The Serpentine froze over during the coldest winters. The first occasion was in 1776. A fair was held on the ice in 1815. In January 1826 a Mr. Henry Hunt drove his father’s van across the ice, drawn by four horses, in a bet for 100 guineas. It was described as the “Extraordinary Exploit, or Crossing the Serpentine”.
When the Serpentine was created it flowed out at the western end into an additional pool. The pool stretched as far as the edge of the park and was bridged by Rotten Row. The section south of Rotten Row was infilled in 1844 by William Cubitt, with the overflow passing over artificial rocks. During the 1870s and ‘80s this area was transformed into a delightful sub-tropical garden by Lord Redesdale, known as the Dell.
The public were certainly swimming in the Serpentine during the 18th century. In the 1860s it was formalised with the foundation of the Serpentine Swimming Club and the London Swimming Club, both based on the south side of the lake. The SSC continues to hold many competitions but is probably most famous for its Peter Pan Cup each Christmas Day. Boating on the lake began in 1847.
Kensington Gardens and Hyde Park are bordered on their northern side by Bayswater Road, the former Via Trinobantina, the Roman London to Oxford road. At its eastern end, at the north-east corner of Hyde Park, Bayswater Road meets Oxford Street. It was there at Tyburn, what is now Marble Arch, that until 1783 public hangings took place. Along the south side of Hyde Park was, in the 18th century, the Kensington turnpike, now Kensington Road and Knightsbridge.
Along the east side of Hyde Park was Tyburn Lane (later renamed Park Lane), which was a simple country track with a high wall separating it from the park. It gradually became a fashionable place for residences facing the park. With increasing traffic, the Kensington Turnpike Trust took over the road’s maintenance in 1741. By the 19th century some of London’s grandest houses stood along the eastern side of the street on land owned by the Duke of Westminster.
During the 1790s, in the reign of King George III, barracks were built on the southern edge of Hyde Park to house the King’s mounted guards, which was convenient for exercising their horses in the park. A riding school was added in 1857, designed by Philip Hardwick, replaced later in the century by new buildings by Thomas Henry Wyatt. The current buildings by Sir Basil Spence were completed in 1970.
A great fair took place in the summer of 1814 in Hyde Park, St. James’s Park and Green Park to celebrate the apparent victory over Napoleon, and also the centenary of the start of the Hanoverian dynasty. Huge crowds of visitors were able to witness three naval battle re-enactments on the Serpentine using a fleet of small-scale ships built specially for the occasion at Woolwich. Two of the mock battles were Nelson’s victories at the Nile and Trafalgar, and the third was defeating the Americans at sea that year.

■ **Short exercise A**
Count the lines in the entries that contain the string "Target", treating uppercase and lowercase as different. Reply with the number alone.
The entries have no connection to the Hyde Park text.

■ **Excerpted records**
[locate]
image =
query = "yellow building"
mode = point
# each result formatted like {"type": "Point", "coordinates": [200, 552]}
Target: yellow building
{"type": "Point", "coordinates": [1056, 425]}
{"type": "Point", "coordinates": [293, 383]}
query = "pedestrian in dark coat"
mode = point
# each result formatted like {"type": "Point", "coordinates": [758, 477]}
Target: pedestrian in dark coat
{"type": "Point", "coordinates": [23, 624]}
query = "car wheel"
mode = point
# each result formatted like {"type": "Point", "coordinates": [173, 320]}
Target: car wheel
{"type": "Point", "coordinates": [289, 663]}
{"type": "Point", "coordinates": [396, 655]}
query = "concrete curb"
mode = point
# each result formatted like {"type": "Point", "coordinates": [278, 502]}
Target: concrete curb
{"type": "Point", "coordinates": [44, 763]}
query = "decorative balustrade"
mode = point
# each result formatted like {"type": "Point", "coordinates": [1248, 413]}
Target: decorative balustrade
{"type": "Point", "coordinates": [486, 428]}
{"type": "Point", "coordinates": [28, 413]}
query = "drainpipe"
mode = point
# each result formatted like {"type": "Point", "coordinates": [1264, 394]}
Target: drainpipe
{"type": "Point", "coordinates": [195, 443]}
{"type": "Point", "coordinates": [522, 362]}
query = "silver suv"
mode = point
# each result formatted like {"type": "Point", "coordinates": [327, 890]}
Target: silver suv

■ **Short exercise B**
Reproduce the passage of the Hyde Park text that opens with the words containing "During the 1790s, in" and closes with "completed in 1970.".

■ **Correct output A**
7

■ **Correct output B**
During the 1790s, in the reign of King George III, barracks were built on the southern edge of Hyde Park to house the King’s mounted guards, which was convenient for exercising their horses in the park. A riding school was added in 1857, designed by Philip Hardwick, replaced later in the century by new buildings by Thomas Henry Wyatt. The current buildings by Sir Basil Spence were completed in 1970.